- _Records supplied_:
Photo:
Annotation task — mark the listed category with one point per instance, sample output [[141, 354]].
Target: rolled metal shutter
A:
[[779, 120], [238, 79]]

- _Activity_:
Give each line of the records above again, unchanged.

- _Answer_:
Photo:
Annotation task — mark the listed category with one point per instance, sample output [[141, 354]].
Target: rolled metal shutter
A:
[[779, 120], [238, 79]]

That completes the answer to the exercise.